• WHAT THE EXERCISE ASKS: Beginning with the line below that contains "PLACE = a dot on each instance of the wefish" and ending with the line that contains "TARGET = fish dorsal fin", copy every line exactly. Copy nothing else.

———

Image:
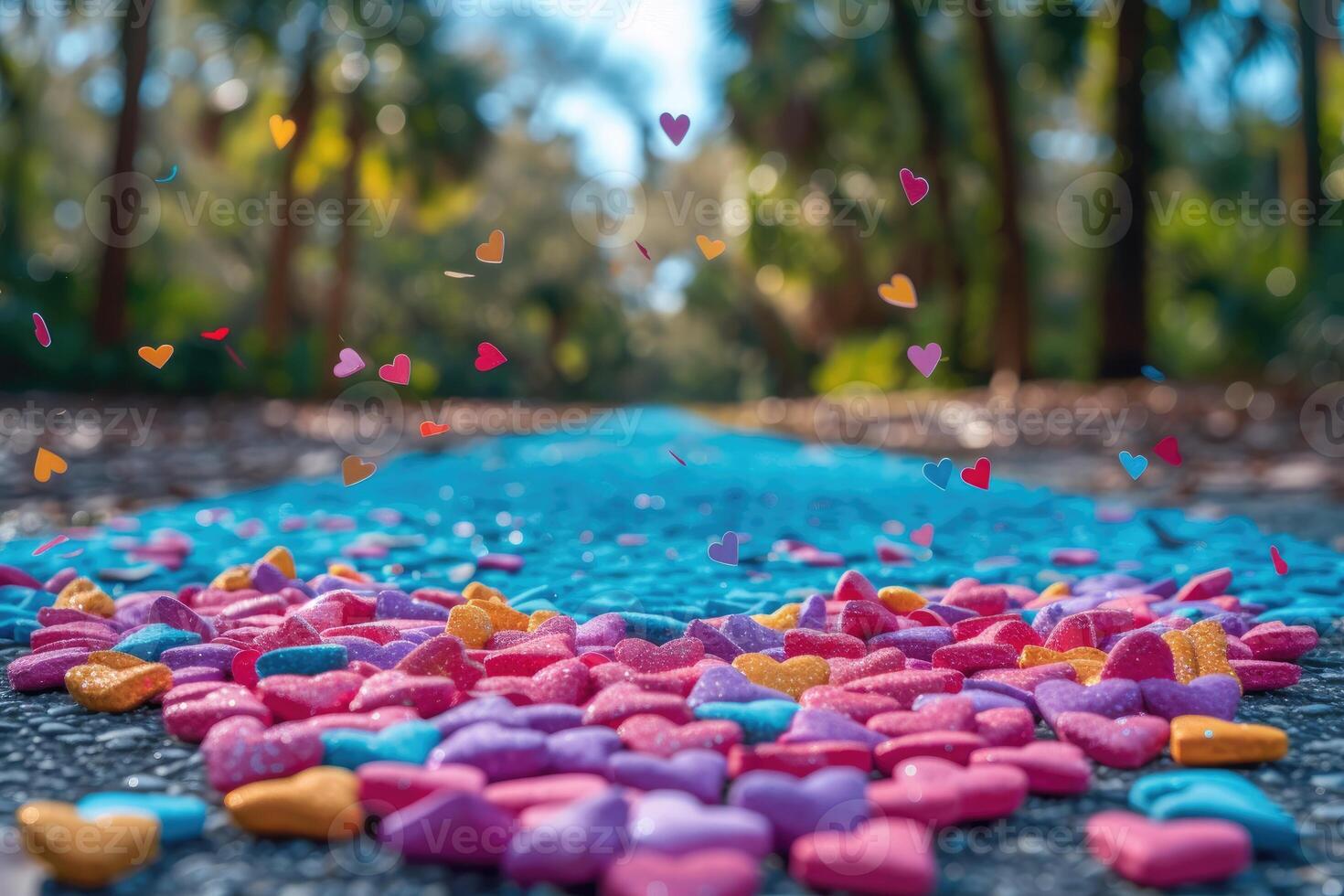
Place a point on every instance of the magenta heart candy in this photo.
(240, 750)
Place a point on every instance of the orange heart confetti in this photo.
(355, 469)
(156, 357)
(283, 131)
(711, 249)
(492, 251)
(900, 292)
(48, 464)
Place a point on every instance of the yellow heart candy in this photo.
(781, 620)
(1204, 741)
(82, 594)
(114, 681)
(471, 624)
(901, 601)
(711, 249)
(283, 560)
(900, 292)
(792, 676)
(320, 804)
(82, 852)
(46, 464)
(283, 131)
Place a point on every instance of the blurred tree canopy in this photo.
(398, 126)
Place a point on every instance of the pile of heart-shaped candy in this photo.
(837, 731)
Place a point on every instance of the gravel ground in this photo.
(569, 498)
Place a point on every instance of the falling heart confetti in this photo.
(900, 292)
(398, 372)
(711, 249)
(915, 187)
(156, 357)
(492, 251)
(725, 551)
(355, 469)
(925, 359)
(283, 131)
(977, 475)
(1168, 450)
(39, 329)
(46, 464)
(348, 364)
(488, 357)
(59, 539)
(1135, 465)
(675, 128)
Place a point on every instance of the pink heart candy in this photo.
(1128, 741)
(1171, 853)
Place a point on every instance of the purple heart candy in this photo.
(1113, 698)
(677, 824)
(500, 752)
(699, 773)
(823, 801)
(1214, 695)
(725, 684)
(572, 845)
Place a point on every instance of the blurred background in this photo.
(1112, 185)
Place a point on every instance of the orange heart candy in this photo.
(156, 357)
(46, 464)
(82, 852)
(711, 249)
(113, 681)
(320, 804)
(82, 594)
(355, 469)
(492, 251)
(792, 676)
(1204, 741)
(900, 292)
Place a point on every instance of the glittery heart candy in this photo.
(82, 852)
(240, 750)
(1171, 853)
(319, 804)
(113, 681)
(1128, 741)
(663, 738)
(797, 806)
(880, 856)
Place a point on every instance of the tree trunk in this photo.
(1124, 305)
(1310, 121)
(109, 316)
(276, 303)
(337, 306)
(909, 55)
(1012, 324)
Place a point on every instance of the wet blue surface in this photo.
(560, 504)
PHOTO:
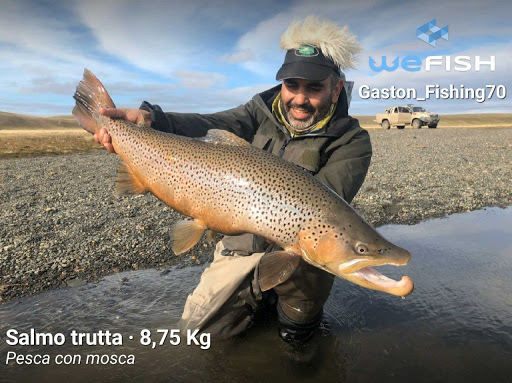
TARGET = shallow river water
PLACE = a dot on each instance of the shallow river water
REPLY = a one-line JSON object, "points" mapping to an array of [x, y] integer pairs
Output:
{"points": [[455, 327]]}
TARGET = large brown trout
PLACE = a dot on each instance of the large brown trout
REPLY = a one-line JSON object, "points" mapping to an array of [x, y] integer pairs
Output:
{"points": [[228, 186]]}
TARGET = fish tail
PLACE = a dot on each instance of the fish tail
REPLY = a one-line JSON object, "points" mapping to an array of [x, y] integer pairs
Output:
{"points": [[90, 95]]}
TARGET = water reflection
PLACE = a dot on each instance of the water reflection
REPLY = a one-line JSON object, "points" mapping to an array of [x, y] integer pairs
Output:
{"points": [[455, 326]]}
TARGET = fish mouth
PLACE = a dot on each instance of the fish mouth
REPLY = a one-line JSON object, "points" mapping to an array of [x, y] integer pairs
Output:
{"points": [[370, 278], [361, 272]]}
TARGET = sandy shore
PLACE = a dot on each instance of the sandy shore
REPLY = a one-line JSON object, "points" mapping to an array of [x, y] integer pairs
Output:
{"points": [[62, 224]]}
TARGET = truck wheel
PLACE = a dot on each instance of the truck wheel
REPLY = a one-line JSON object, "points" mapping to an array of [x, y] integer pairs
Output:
{"points": [[416, 124]]}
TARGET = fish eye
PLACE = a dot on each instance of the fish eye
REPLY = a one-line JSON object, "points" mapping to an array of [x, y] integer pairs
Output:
{"points": [[361, 248]]}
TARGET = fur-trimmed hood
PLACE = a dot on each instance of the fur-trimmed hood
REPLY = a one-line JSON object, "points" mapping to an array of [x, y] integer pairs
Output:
{"points": [[336, 43]]}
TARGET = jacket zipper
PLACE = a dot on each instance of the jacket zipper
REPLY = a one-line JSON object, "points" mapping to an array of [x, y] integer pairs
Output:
{"points": [[281, 151]]}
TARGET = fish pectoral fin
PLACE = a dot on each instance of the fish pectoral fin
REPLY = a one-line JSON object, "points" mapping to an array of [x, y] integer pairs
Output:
{"points": [[223, 137], [276, 267], [127, 182], [140, 120], [211, 235], [185, 234]]}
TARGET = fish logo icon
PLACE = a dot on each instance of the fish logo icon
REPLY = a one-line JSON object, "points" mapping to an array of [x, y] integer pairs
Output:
{"points": [[435, 34]]}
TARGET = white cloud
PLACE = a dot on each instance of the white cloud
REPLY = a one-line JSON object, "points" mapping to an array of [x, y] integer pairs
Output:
{"points": [[239, 56], [200, 80]]}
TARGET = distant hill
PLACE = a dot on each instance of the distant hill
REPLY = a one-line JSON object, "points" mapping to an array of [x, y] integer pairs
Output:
{"points": [[23, 121], [487, 120]]}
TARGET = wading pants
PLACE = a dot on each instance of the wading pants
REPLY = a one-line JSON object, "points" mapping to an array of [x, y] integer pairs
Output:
{"points": [[228, 294]]}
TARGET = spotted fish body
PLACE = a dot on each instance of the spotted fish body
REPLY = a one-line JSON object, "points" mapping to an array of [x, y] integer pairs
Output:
{"points": [[228, 186]]}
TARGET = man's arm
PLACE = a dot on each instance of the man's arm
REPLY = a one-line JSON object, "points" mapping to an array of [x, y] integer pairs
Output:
{"points": [[239, 120], [348, 164]]}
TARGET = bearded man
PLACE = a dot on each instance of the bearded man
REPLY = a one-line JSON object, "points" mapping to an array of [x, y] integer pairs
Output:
{"points": [[303, 120]]}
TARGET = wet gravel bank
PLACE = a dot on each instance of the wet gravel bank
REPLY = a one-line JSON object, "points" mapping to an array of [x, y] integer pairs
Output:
{"points": [[61, 225]]}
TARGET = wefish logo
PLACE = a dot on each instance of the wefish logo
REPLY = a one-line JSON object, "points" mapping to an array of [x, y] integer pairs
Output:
{"points": [[436, 33], [430, 33]]}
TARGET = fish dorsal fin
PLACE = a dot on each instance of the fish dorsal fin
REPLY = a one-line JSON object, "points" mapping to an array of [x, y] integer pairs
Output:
{"points": [[185, 234], [223, 137], [276, 267], [127, 182]]}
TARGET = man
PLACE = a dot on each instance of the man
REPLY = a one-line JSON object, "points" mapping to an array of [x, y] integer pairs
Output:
{"points": [[304, 120]]}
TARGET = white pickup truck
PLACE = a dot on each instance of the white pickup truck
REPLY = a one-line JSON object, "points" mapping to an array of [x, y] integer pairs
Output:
{"points": [[400, 116]]}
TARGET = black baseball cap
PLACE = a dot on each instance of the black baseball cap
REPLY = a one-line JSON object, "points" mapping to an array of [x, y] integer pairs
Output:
{"points": [[307, 62]]}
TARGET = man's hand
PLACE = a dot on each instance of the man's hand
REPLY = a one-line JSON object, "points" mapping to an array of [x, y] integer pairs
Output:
{"points": [[131, 115]]}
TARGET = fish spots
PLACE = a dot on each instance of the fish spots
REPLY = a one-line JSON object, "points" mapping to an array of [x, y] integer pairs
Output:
{"points": [[235, 187]]}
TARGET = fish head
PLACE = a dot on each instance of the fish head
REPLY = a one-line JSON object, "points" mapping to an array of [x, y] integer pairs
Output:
{"points": [[350, 250]]}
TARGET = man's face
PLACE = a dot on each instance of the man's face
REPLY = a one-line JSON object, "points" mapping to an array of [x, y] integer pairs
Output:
{"points": [[306, 102]]}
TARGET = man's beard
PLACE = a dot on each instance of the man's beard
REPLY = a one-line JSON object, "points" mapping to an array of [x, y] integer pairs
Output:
{"points": [[315, 114]]}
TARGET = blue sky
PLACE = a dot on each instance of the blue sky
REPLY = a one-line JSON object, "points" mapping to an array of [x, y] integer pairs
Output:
{"points": [[204, 57]]}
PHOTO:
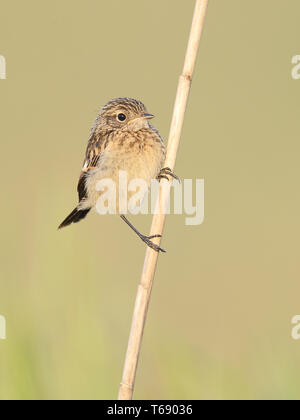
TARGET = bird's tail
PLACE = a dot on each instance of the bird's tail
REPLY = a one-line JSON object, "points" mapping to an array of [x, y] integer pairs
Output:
{"points": [[74, 217]]}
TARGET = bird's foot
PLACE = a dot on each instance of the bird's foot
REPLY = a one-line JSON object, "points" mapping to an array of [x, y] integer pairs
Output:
{"points": [[147, 240], [165, 173]]}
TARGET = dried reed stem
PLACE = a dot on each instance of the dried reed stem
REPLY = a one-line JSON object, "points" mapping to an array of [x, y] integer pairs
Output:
{"points": [[145, 286]]}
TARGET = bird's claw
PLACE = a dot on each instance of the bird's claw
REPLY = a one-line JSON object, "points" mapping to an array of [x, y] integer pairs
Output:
{"points": [[147, 240]]}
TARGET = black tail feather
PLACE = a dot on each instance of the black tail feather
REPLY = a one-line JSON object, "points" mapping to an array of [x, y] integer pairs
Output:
{"points": [[74, 217]]}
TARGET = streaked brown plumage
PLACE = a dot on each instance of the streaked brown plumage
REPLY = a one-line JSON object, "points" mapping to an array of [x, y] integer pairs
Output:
{"points": [[121, 140]]}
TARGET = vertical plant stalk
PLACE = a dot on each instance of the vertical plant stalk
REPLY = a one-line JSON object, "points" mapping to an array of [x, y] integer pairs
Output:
{"points": [[145, 286]]}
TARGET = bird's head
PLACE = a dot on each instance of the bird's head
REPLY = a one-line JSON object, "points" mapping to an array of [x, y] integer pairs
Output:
{"points": [[124, 114]]}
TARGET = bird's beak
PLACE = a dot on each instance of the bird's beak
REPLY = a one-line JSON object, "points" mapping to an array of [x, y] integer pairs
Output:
{"points": [[148, 116]]}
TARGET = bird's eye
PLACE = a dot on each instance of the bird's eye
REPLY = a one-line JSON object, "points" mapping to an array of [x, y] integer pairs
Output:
{"points": [[121, 117]]}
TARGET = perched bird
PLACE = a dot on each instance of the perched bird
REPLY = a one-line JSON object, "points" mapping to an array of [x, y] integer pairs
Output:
{"points": [[121, 139]]}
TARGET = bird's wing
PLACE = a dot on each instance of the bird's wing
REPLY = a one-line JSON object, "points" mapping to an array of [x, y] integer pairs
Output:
{"points": [[95, 147]]}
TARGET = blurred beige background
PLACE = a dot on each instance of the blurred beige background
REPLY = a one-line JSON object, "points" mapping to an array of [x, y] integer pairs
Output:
{"points": [[219, 324]]}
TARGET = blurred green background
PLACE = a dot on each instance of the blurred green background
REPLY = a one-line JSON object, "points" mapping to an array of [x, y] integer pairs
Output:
{"points": [[219, 324]]}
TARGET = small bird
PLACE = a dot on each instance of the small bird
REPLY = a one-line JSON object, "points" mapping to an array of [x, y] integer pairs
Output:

———

• ANSWER FOR THIS EXERCISE:
PLACE = a dot on each instance of the wefish logo
REPLY = a one-line JSON object, "points" mapping to an array of [x, y] integer pairs
Output:
{"points": [[436, 33], [430, 33]]}
TARGET = fish dorsal fin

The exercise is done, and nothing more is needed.